[Given entries Boundary: Start]

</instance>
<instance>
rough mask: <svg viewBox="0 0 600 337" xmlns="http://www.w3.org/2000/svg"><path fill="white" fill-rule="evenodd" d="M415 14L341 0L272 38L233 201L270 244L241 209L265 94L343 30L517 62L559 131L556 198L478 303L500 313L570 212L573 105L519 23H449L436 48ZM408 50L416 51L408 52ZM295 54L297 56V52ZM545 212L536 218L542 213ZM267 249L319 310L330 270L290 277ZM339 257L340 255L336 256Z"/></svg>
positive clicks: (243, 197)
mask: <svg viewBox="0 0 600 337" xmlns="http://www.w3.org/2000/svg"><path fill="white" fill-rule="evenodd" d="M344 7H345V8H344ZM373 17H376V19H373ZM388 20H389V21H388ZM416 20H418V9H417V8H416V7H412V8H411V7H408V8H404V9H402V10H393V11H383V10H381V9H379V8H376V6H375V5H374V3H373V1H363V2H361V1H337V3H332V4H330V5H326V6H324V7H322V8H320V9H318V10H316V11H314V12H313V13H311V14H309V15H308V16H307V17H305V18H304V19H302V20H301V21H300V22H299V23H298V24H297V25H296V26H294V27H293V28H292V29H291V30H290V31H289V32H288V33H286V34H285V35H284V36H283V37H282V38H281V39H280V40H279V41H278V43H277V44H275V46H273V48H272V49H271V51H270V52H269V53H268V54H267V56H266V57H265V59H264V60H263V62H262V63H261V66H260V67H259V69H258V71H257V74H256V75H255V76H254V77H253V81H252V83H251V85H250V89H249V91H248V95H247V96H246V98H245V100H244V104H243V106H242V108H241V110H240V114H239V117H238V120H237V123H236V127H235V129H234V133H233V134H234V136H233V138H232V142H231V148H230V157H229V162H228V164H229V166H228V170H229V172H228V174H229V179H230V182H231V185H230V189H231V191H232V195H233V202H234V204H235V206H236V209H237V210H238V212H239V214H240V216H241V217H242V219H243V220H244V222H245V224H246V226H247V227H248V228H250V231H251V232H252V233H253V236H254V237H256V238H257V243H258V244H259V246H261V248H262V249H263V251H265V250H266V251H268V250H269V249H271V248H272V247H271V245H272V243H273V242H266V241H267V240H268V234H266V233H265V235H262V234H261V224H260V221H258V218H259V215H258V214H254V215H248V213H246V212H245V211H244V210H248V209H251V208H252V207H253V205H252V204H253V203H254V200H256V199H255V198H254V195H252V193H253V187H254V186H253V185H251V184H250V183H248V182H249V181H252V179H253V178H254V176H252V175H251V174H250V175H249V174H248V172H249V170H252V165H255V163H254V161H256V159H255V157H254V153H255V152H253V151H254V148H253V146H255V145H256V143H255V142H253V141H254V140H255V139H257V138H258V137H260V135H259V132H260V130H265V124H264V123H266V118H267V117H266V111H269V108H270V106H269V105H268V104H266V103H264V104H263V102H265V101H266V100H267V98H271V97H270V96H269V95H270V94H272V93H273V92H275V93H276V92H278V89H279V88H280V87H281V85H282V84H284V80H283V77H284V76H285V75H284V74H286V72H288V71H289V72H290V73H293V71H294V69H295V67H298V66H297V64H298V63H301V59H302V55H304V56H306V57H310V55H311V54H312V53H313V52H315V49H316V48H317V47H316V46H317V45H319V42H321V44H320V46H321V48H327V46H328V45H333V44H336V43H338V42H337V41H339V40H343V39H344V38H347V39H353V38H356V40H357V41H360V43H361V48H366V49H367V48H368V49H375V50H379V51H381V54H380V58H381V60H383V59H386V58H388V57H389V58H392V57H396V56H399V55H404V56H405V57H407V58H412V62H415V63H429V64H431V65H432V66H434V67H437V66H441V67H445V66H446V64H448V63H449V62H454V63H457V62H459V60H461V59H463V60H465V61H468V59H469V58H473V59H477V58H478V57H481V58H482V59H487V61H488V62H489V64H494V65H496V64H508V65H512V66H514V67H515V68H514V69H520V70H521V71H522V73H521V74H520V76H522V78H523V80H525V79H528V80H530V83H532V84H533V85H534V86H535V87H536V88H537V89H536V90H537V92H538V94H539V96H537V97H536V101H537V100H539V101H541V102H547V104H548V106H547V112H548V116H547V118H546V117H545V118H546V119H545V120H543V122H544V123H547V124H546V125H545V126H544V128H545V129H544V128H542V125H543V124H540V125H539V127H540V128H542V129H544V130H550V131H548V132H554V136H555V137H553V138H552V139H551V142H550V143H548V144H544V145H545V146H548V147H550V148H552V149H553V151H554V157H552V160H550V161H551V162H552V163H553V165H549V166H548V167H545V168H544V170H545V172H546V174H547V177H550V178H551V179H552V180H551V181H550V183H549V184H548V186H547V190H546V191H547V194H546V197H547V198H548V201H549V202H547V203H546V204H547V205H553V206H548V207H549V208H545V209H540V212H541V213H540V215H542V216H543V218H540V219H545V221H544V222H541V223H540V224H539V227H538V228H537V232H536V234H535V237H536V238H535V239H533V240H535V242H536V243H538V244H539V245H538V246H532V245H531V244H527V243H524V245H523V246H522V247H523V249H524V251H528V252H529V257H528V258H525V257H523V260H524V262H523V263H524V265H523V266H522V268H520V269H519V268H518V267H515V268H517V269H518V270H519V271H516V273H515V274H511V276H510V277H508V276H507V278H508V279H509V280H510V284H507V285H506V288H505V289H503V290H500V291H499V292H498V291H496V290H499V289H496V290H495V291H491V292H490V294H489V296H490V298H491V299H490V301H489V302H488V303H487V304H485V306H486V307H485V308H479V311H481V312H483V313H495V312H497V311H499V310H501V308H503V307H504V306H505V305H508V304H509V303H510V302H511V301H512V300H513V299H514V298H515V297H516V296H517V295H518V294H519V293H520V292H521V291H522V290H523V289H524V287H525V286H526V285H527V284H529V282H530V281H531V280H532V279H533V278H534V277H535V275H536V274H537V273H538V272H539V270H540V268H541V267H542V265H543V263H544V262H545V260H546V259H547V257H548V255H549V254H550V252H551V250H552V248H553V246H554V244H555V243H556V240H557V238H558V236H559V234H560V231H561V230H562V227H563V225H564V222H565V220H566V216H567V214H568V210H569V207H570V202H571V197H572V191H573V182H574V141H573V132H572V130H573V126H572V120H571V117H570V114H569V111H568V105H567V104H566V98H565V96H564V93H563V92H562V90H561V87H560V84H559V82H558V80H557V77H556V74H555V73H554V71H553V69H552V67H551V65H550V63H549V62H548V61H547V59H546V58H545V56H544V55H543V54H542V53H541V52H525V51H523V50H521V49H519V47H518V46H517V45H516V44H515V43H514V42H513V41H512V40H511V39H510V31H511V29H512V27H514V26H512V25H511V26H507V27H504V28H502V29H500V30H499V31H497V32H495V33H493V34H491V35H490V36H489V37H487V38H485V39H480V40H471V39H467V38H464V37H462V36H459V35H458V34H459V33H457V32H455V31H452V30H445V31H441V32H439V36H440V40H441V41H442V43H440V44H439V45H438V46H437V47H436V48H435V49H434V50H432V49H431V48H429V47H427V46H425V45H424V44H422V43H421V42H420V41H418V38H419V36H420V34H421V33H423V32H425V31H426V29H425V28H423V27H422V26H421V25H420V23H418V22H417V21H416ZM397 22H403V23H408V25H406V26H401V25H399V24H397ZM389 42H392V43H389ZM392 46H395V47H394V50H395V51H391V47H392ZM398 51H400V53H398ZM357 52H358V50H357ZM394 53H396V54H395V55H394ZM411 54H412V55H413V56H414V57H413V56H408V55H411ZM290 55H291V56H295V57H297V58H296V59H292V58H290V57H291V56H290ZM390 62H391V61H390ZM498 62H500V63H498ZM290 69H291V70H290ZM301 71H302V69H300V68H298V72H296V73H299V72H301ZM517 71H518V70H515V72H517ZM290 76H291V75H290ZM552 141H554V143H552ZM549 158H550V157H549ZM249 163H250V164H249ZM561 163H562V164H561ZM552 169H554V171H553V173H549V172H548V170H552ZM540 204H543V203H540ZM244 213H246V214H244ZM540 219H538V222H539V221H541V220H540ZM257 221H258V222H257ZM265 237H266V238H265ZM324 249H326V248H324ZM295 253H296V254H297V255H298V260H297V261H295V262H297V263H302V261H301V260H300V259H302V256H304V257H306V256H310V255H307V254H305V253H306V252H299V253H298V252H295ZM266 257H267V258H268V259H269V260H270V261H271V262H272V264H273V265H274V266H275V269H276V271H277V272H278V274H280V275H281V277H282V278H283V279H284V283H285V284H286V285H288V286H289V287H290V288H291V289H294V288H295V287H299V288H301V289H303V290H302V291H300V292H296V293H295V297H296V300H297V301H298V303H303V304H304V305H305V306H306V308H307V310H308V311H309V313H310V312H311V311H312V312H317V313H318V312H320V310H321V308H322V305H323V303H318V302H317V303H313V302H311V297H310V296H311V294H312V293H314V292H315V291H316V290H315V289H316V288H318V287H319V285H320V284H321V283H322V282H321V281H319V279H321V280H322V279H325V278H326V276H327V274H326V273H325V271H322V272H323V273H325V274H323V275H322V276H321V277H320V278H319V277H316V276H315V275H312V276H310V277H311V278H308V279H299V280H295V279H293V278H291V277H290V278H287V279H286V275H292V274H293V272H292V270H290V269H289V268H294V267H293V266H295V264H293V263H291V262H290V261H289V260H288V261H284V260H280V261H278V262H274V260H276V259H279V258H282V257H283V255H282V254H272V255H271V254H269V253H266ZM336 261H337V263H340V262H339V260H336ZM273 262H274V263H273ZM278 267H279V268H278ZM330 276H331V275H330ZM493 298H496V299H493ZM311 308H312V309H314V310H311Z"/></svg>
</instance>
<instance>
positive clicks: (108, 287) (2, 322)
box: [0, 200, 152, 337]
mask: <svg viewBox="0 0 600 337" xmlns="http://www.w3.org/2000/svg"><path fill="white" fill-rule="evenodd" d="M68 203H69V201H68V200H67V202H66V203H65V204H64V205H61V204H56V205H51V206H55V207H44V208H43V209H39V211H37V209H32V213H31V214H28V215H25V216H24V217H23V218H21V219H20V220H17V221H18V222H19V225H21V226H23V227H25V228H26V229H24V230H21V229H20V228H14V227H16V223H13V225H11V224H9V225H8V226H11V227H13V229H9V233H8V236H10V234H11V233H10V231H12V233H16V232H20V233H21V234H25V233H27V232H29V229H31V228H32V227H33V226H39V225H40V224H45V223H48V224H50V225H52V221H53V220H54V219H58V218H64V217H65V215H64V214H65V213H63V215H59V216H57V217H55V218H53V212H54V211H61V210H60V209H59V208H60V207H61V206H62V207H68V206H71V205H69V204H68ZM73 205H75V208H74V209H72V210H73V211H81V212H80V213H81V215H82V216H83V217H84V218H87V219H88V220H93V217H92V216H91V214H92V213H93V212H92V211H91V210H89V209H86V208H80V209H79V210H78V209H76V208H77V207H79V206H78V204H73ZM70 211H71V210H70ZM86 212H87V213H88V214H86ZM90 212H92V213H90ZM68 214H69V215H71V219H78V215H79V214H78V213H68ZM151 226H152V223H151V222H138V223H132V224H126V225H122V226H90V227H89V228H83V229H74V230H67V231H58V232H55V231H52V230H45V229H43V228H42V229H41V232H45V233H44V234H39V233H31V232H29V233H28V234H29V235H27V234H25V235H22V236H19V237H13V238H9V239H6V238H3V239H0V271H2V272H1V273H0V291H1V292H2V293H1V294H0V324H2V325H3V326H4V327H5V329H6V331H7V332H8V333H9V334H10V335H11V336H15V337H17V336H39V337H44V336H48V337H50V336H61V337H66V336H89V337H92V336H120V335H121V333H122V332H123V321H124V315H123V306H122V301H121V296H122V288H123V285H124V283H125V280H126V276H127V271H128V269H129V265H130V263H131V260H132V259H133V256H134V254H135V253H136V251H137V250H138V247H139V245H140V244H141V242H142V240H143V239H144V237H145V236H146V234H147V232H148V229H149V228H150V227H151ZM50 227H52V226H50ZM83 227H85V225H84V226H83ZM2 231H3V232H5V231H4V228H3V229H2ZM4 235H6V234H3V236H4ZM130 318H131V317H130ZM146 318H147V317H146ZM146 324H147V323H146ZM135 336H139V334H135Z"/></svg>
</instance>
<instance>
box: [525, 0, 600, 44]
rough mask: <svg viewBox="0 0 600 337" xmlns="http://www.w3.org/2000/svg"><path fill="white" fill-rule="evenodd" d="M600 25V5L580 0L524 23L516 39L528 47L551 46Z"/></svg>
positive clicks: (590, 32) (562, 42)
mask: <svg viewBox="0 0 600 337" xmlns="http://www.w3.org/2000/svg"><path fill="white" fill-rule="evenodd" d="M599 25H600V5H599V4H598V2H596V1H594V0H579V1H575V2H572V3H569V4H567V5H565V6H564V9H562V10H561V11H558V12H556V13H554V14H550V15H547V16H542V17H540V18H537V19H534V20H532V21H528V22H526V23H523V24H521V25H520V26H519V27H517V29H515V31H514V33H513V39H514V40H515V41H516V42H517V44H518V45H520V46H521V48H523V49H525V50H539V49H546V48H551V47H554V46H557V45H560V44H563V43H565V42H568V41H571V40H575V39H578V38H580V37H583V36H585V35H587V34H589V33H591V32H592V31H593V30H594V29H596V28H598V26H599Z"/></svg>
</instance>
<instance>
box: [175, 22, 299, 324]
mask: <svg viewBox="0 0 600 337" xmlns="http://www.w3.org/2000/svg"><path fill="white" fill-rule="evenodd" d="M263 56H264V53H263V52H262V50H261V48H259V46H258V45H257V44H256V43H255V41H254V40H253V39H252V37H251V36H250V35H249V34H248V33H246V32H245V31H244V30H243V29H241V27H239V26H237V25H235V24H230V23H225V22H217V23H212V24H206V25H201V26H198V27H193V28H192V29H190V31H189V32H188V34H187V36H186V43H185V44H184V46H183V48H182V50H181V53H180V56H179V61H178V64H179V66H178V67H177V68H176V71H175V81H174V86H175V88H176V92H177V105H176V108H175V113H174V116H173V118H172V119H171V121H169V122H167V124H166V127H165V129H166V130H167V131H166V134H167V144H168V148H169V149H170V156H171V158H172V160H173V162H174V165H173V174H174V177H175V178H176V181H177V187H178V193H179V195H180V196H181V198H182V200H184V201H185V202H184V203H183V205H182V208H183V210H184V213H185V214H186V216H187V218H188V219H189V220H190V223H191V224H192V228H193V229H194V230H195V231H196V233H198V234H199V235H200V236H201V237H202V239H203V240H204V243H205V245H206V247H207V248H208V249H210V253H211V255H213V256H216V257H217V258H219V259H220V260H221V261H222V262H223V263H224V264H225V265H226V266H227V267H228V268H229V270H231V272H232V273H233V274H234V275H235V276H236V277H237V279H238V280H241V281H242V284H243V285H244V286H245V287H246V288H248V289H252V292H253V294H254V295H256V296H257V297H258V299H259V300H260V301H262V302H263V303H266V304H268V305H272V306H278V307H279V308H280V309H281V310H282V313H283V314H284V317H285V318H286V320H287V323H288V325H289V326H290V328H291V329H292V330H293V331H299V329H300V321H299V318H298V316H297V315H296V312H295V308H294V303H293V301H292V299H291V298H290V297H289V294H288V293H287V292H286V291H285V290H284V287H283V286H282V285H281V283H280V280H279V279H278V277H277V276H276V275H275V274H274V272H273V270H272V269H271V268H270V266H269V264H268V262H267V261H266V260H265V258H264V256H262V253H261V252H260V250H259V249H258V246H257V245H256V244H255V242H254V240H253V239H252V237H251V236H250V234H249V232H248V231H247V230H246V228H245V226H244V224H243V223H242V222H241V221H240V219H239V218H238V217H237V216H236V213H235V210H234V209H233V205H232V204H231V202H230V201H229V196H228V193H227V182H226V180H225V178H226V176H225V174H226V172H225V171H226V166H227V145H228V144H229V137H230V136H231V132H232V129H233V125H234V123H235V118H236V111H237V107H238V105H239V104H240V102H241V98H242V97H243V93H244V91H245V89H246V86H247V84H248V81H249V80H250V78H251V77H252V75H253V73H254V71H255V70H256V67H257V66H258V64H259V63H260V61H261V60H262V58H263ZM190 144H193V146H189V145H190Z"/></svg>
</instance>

[Given entries Boundary: End]

* **Exercise goal**: Exactly as they stand, set down the lines from the top of the data through the line with "14L341 0L272 38L233".

* **Exercise result**:
</instance>
<instance>
rough mask: <svg viewBox="0 0 600 337" xmlns="http://www.w3.org/2000/svg"><path fill="white" fill-rule="evenodd" d="M415 14L341 0L272 38L233 201L270 244L241 209L265 94L343 30L517 62L559 131L556 198L478 303L500 313L570 212L573 105L519 23H449L436 48ZM408 50L416 51L408 52ZM295 54L297 56V52ZM545 212L536 218L542 213ZM267 249L319 310L330 270L290 277ZM339 257L340 255L336 256Z"/></svg>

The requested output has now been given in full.